**Source**
BEGIN

Single by Oklou and Underscores

from the album Choke Enough
- A-side: "Obvious"
- Released: 16 October 2024
- Genre: Eurodance
- Length: 3:53
- Label: True Panther Sounds
- Songwriters: Marylou Mayniel; Nate Campany; April Harper Grey; Danny L Harle; Casey Manierka-Quaile;
- Producers: Oklou; Danny L Harle; Casey MQ; Nick Léon; Underscores;

Oklou singles chronology
| "Family and Friends" (2024) | "Harvest Sky" / "Obvious" (2025) | "Harvest Sky" (Danny L Harle C Mix) (2024) |

Underscores singles chronology
| "My Guy (Corporate Shuffle)" (2024) | "Harvest Sky" (2024) | "Harvest Sky" (Danny L Harle C Mix) (2024) |

Visualizer
- "Harvest Sky" on YouTube

= Harvest Sky =

"Harvest Sky" (stylised in all lowercase) is a song by French musician Oklou and American musician Underscores, from the former's debut studio album, Choke Enough (2025). It was released on 16 October 2024, through True Panther Sounds, as a double single with the song "Obvious". The song was written by both artists alongside Danny L Harle, Casey MQ, and Nate Campany, the former four producing it with Nick Léon. Remixes by Harle and Milkfish (an alias of Underscores) were released on 18 December 2024.

== Background and release ==
In an interview with Crack, Oklou stated that "Harvest Sky" was partly inspired by La Fête de la Saint-Jean, a festival in which bonfires are lit to celebrate the Nativity of John the Baptist. According to her, "I'm very attached to these memories because it was very joyful at the time, but there's also the capacity for these moments to be weird as fuck. There's adults not being super careful or very sober – there are some dark moments as well." In the same interview, Oklou stated that one of her favorite things "is hearing the sounds of people partying from afar", a habit she picked up as a child and felt was a "different connection" compared to actual partying.

END

**Exercise set**
1: From the "Harvest Sky" article, return the passage that begins at the words "Oklou singles chronology" and stops after the words "18 December 2024.".
2: Answer these questions using the "Harvest Sky" article.
(a) What is the length of the song?
(b) On what date were the remixes by Harle and Milkfish released?
(c) Which festival did Oklou say partly inspired the song?
The records that follow have nothing to do with the "Harvest Sky" article.

**Extracted entries**
BEGIN

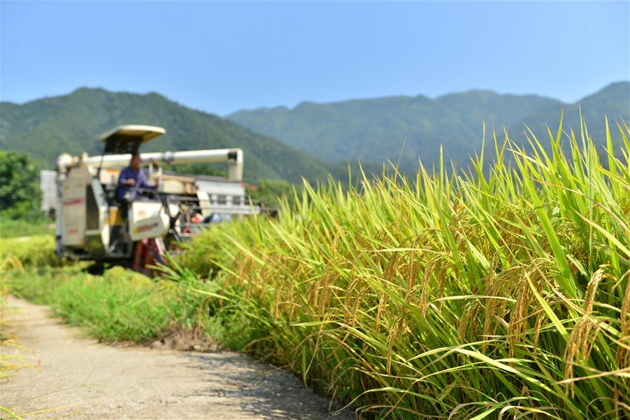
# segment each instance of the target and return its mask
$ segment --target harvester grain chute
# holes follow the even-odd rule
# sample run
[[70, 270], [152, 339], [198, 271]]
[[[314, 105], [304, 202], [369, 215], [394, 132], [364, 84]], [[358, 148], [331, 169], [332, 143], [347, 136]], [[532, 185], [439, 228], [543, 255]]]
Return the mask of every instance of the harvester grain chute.
[[[141, 144], [165, 133], [160, 127], [121, 126], [101, 136], [102, 155], [57, 158], [57, 255], [147, 271], [147, 266], [163, 263], [174, 244], [213, 220], [261, 212], [245, 199], [241, 149], [139, 154]], [[128, 202], [117, 194], [118, 178], [134, 154], [148, 164], [147, 177], [155, 187], [132, 187], [137, 198]], [[218, 162], [227, 164], [227, 179], [214, 183], [224, 190], [240, 189], [242, 194], [215, 194], [202, 187], [212, 182], [162, 170], [163, 163]]]

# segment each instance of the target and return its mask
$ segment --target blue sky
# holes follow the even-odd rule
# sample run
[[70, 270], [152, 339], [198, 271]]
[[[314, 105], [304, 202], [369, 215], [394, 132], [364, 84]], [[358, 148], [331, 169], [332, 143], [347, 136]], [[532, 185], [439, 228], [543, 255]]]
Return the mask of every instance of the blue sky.
[[0, 2], [0, 98], [158, 92], [219, 114], [630, 77], [629, 1]]

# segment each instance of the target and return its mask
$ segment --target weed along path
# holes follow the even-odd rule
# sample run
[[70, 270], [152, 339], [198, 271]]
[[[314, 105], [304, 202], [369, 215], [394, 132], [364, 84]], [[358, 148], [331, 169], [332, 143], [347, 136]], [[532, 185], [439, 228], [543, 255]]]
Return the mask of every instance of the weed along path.
[[1, 405], [27, 418], [352, 419], [293, 375], [233, 352], [112, 347], [80, 337], [46, 306], [10, 298], [20, 345], [39, 360], [1, 384]]

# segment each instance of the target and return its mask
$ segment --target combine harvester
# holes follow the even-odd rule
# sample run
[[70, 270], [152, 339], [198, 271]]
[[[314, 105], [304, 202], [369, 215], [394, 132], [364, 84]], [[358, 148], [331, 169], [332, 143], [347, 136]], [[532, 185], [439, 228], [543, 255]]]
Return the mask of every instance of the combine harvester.
[[[166, 130], [150, 126], [121, 126], [101, 135], [101, 156], [68, 154], [57, 159], [57, 255], [132, 266], [150, 273], [164, 264], [177, 243], [213, 221], [261, 212], [246, 202], [240, 149], [143, 153], [147, 179], [155, 189], [134, 189], [137, 198], [117, 199], [118, 176], [143, 143]], [[227, 179], [202, 181], [163, 172], [161, 163], [227, 163]], [[214, 190], [212, 189], [214, 185]], [[235, 194], [217, 194], [236, 191]]]

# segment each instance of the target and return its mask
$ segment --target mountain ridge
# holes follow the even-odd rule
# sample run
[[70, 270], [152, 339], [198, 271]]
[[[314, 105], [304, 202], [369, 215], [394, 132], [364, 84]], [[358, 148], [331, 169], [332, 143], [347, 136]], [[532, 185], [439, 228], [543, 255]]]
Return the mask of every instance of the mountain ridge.
[[270, 136], [255, 133], [217, 115], [184, 107], [155, 92], [136, 94], [82, 87], [66, 95], [25, 104], [0, 102], [0, 146], [29, 153], [44, 168], [60, 153], [100, 154], [97, 136], [119, 125], [164, 127], [165, 135], [144, 151], [241, 147], [245, 178], [300, 182], [343, 176], [344, 162], [326, 163]]

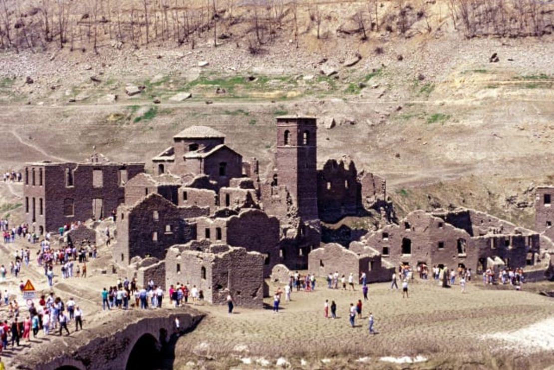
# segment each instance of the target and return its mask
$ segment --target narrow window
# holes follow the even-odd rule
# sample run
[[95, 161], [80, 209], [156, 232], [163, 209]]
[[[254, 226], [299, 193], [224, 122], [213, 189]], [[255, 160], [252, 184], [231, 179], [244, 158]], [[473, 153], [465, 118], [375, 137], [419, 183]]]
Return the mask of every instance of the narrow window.
[[102, 170], [93, 170], [93, 187], [101, 188], [102, 186], [104, 186], [104, 173]]
[[227, 176], [227, 163], [224, 162], [222, 162], [219, 163], [219, 176]]

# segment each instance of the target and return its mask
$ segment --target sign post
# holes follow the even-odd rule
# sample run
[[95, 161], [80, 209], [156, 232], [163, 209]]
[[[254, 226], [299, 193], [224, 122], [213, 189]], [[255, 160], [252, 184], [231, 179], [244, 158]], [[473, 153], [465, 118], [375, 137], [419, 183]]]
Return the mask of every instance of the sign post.
[[23, 299], [33, 300], [35, 298], [34, 287], [33, 286], [31, 281], [27, 279], [27, 282], [25, 283], [22, 290], [23, 292]]

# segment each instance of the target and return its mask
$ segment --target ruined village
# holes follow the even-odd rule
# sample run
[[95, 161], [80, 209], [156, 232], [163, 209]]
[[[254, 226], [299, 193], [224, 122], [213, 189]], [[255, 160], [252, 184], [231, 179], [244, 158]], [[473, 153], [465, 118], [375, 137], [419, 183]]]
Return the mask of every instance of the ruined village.
[[553, 32], [0, 0], [0, 370], [551, 369]]

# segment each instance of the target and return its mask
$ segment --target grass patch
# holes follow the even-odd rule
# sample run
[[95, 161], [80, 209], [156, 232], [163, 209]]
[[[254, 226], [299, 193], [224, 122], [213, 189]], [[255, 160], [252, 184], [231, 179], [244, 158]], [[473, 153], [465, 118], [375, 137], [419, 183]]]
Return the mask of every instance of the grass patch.
[[249, 112], [247, 110], [245, 110], [242, 108], [233, 111], [226, 110], [224, 112], [223, 112], [223, 113], [227, 115], [228, 116], [240, 116], [241, 115], [244, 116], [248, 116], [250, 115], [250, 112]]
[[153, 119], [158, 114], [158, 107], [156, 106], [150, 107], [146, 112], [142, 116], [135, 117], [134, 122], [136, 124], [141, 121], [150, 121]]
[[428, 124], [435, 124], [438, 122], [444, 122], [450, 118], [450, 115], [444, 114], [443, 113], [435, 113], [429, 116], [427, 119]]

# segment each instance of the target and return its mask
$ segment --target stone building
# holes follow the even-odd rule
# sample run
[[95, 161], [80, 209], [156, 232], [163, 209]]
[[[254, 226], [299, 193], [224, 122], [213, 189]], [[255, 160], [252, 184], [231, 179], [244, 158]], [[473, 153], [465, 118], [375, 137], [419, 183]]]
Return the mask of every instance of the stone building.
[[124, 202], [125, 183], [144, 171], [144, 163], [111, 162], [95, 153], [85, 163], [43, 161], [23, 171], [25, 221], [42, 234], [111, 215]]
[[153, 173], [204, 174], [218, 186], [229, 186], [243, 174], [242, 156], [225, 145], [225, 135], [204, 126], [192, 126], [173, 136], [173, 145], [152, 158]]
[[335, 271], [348, 276], [351, 273], [359, 282], [365, 273], [367, 282], [377, 282], [389, 280], [394, 270], [394, 266], [382, 260], [378, 251], [365, 245], [347, 249], [331, 243], [322, 245], [308, 256], [309, 272], [319, 276], [327, 276]]
[[417, 210], [362, 238], [393, 264], [461, 266], [479, 273], [499, 258], [507, 266], [533, 264], [537, 233], [470, 209]]
[[207, 241], [174, 245], [166, 258], [165, 285], [196, 285], [214, 304], [224, 304], [230, 293], [238, 306], [261, 308], [264, 259], [258, 252]]
[[535, 198], [535, 229], [554, 240], [554, 186], [537, 187]]
[[124, 265], [137, 256], [163, 259], [170, 246], [196, 238], [191, 219], [209, 213], [209, 207], [179, 207], [156, 193], [132, 205], [121, 204], [117, 209], [114, 258]]

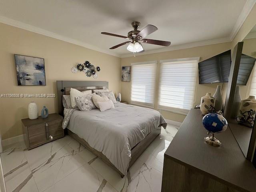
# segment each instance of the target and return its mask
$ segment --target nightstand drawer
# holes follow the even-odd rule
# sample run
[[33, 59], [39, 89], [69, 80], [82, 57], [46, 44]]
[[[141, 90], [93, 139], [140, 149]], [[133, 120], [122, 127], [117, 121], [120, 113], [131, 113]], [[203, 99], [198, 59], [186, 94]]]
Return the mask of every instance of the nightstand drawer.
[[49, 114], [42, 118], [21, 120], [24, 141], [29, 150], [57, 139], [63, 137], [64, 130], [62, 127], [62, 117], [56, 113]]
[[62, 130], [55, 130], [30, 137], [29, 139], [30, 147], [31, 148], [38, 146], [41, 144], [58, 139], [64, 136], [64, 132]]
[[62, 129], [61, 127], [62, 120], [60, 119], [54, 121], [37, 124], [28, 127], [28, 137], [30, 138], [39, 134], [45, 134], [47, 129], [46, 123], [47, 125], [48, 125], [48, 129], [49, 132], [56, 130], [61, 130]]

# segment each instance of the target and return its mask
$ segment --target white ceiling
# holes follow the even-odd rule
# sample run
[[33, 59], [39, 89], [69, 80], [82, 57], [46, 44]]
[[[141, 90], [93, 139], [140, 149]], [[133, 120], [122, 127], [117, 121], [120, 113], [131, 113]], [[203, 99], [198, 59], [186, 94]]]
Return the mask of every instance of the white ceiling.
[[[158, 28], [147, 38], [170, 41], [171, 46], [228, 38], [246, 2], [0, 0], [0, 16], [122, 56], [129, 53], [127, 45], [112, 50], [109, 48], [126, 40], [101, 32], [127, 36], [132, 30], [130, 23], [138, 21], [141, 24], [139, 30], [148, 24]], [[143, 46], [146, 52], [163, 47], [145, 44]]]

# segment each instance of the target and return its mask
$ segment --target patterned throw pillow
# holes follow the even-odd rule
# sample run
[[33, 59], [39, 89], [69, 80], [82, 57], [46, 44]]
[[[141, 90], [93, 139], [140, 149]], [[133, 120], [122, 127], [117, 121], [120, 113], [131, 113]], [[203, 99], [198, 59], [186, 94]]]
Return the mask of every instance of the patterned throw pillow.
[[90, 111], [96, 108], [92, 101], [92, 94], [89, 94], [75, 98], [76, 106], [80, 111]]
[[115, 95], [114, 95], [114, 93], [112, 91], [103, 92], [97, 92], [96, 94], [97, 95], [100, 95], [100, 96], [102, 96], [102, 95], [106, 96], [108, 97], [108, 98], [113, 102], [113, 103], [117, 103], [116, 98], [115, 97]]

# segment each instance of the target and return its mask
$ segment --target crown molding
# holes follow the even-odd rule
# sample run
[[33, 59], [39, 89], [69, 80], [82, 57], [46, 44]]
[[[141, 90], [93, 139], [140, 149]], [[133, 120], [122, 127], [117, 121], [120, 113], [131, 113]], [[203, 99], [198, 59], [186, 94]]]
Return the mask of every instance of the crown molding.
[[[252, 10], [253, 6], [256, 3], [256, 0], [247, 0], [244, 6], [242, 11], [240, 14], [234, 26], [232, 32], [229, 36], [220, 38], [219, 39], [215, 39], [210, 40], [207, 40], [200, 42], [194, 42], [185, 44], [174, 45], [168, 47], [150, 50], [145, 51], [142, 53], [138, 54], [138, 56], [146, 55], [148, 54], [152, 54], [153, 53], [160, 53], [161, 52], [165, 52], [180, 49], [192, 48], [200, 46], [204, 46], [218, 43], [230, 42], [232, 41], [238, 32], [238, 30], [244, 23], [247, 16]], [[0, 22], [11, 25], [14, 27], [20, 28], [25, 30], [38, 33], [42, 35], [45, 35], [55, 39], [58, 39], [62, 41], [68, 42], [77, 45], [79, 45], [82, 47], [85, 47], [95, 51], [101, 52], [109, 55], [112, 55], [116, 57], [124, 58], [134, 56], [133, 53], [129, 53], [128, 54], [119, 54], [114, 53], [113, 52], [108, 50], [102, 49], [96, 46], [86, 43], [85, 42], [76, 40], [74, 39], [69, 38], [65, 36], [60, 35], [52, 32], [51, 32], [46, 30], [39, 28], [26, 23], [14, 20], [9, 18], [0, 16]], [[250, 36], [250, 37], [251, 36]], [[249, 37], [247, 38], [254, 38], [253, 37]]]
[[229, 36], [230, 41], [232, 41], [236, 36], [255, 3], [256, 3], [256, 0], [246, 1]]
[[244, 39], [252, 39], [256, 38], [256, 32], [250, 33], [244, 38]]
[[83, 42], [80, 41], [69, 38], [65, 36], [51, 32], [50, 31], [45, 30], [41, 28], [39, 28], [38, 27], [36, 27], [28, 24], [26, 24], [16, 20], [14, 20], [3, 16], [0, 16], [0, 22], [13, 26], [14, 27], [20, 28], [22, 29], [24, 29], [34, 33], [38, 33], [41, 35], [45, 35], [55, 39], [58, 39], [59, 40], [61, 40], [62, 41], [65, 41], [77, 45], [79, 45], [94, 51], [98, 51], [108, 55], [111, 55], [113, 56], [119, 58], [120, 57], [120, 55], [113, 53], [110, 51], [106, 50], [103, 49]]
[[[148, 54], [160, 53], [162, 52], [166, 52], [167, 51], [178, 50], [180, 49], [187, 49], [188, 48], [192, 48], [193, 47], [198, 47], [200, 46], [204, 46], [205, 45], [212, 45], [213, 44], [217, 44], [218, 43], [225, 43], [230, 42], [230, 40], [229, 37], [228, 37], [224, 38], [220, 38], [219, 39], [215, 39], [211, 40], [207, 40], [206, 41], [187, 43], [186, 44], [182, 44], [181, 45], [174, 45], [164, 48], [146, 51], [142, 53], [138, 53], [136, 55], [138, 56], [139, 56], [140, 55], [146, 55]], [[129, 53], [128, 54], [121, 55], [121, 58], [133, 56], [134, 56], [133, 53]]]

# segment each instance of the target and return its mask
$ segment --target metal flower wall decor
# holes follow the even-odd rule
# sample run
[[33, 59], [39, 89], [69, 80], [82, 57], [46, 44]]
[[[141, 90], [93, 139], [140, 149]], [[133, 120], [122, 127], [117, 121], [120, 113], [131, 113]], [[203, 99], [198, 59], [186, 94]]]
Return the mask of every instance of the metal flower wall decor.
[[71, 68], [71, 72], [73, 73], [76, 73], [78, 71], [84, 72], [88, 77], [92, 76], [96, 79], [98, 76], [97, 72], [100, 71], [100, 68], [98, 66], [95, 67], [89, 61], [86, 61], [83, 64], [79, 64], [76, 67]]

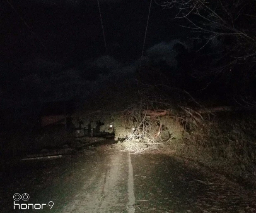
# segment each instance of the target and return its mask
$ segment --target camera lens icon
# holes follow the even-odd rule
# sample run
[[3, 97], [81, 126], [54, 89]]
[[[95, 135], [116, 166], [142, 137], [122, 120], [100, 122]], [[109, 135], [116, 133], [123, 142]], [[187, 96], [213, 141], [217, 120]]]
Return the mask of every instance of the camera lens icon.
[[27, 193], [24, 193], [22, 195], [22, 199], [24, 201], [28, 201], [29, 199], [29, 195]]
[[21, 196], [19, 193], [15, 193], [13, 195], [13, 199], [15, 201], [19, 201], [21, 198]]
[[27, 193], [23, 193], [21, 195], [19, 193], [15, 193], [13, 195], [13, 199], [15, 201], [19, 201], [22, 199], [24, 201], [27, 201], [29, 199], [29, 195]]

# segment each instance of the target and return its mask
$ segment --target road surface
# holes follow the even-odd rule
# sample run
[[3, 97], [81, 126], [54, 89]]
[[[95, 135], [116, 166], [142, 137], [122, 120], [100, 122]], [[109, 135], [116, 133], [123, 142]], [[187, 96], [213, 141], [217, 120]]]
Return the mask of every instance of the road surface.
[[189, 161], [112, 147], [2, 162], [0, 212], [256, 212], [253, 189]]

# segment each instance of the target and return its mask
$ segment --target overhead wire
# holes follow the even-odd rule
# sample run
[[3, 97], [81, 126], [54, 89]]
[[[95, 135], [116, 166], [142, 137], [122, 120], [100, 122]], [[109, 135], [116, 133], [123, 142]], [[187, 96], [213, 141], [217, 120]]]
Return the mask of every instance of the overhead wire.
[[100, 21], [101, 23], [101, 27], [102, 28], [102, 34], [103, 34], [103, 39], [104, 39], [104, 43], [105, 44], [105, 47], [106, 48], [106, 52], [107, 52], [106, 43], [106, 39], [105, 38], [105, 33], [104, 32], [104, 28], [103, 27], [103, 22], [102, 21], [102, 18], [101, 17], [101, 13], [100, 11], [100, 7], [99, 6], [99, 0], [97, 0], [98, 2], [98, 7], [99, 7], [99, 17], [100, 17]]

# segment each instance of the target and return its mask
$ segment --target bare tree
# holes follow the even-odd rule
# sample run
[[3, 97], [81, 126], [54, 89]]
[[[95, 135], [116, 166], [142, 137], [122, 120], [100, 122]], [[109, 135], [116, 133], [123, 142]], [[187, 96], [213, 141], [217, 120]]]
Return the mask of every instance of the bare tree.
[[212, 57], [210, 66], [208, 62], [208, 71], [205, 66], [204, 73], [199, 72], [199, 75], [214, 73], [226, 75], [227, 79], [235, 76], [235, 83], [239, 82], [243, 89], [254, 79], [256, 83], [256, 0], [167, 0], [156, 2], [171, 9], [174, 18], [186, 21], [183, 26], [191, 30], [194, 38], [200, 41], [201, 46], [196, 52], [202, 51], [209, 44], [212, 45], [217, 42], [221, 44], [222, 48]]

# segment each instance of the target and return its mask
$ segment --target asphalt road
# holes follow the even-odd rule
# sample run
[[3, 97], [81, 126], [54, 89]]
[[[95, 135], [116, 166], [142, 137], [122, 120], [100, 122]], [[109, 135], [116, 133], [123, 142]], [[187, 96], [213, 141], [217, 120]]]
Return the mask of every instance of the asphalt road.
[[256, 212], [252, 189], [189, 161], [111, 147], [2, 161], [0, 212]]

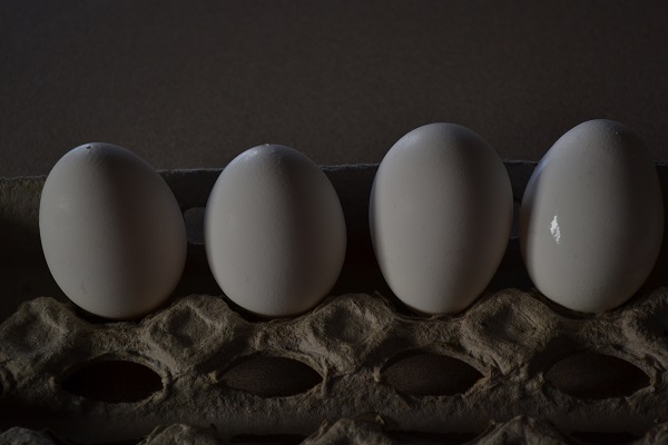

END

**Task results**
1:
Oklou singles chronology
| "Family and Friends" (2024) | "Harvest Sky" / "Obvious" (2025) | "Harvest Sky" (Danny L Harle C Mix) (2024) |

Underscores singles chronology
| "My Guy (Corporate Shuffle)" (2024) | "Harvest Sky" (2024) | "Harvest Sky" (Danny L Harle C Mix) (2024) |

Visualizer
- "Harvest Sky" on YouTube

= Harvest Sky =

"Harvest Sky" (stylised in all lowercase) is a song by French musician Oklou and American musician Underscores, from the former's debut studio album, Choke Enough (2025). It was released on 16 October 2024, through True Panther Sounds, as a double single with the song "Obvious". The song was written by both artists alongside Danny L Harle, Casey MQ, and Nate Campany, the former four producing it with Nick Léon. Remixes by Harle and Milkfish (an alias of Underscores) were released on 18 December 2024.

2:
(a) 3:53
(b) 18 December 2024
(c) La Fête de la Saint-Jean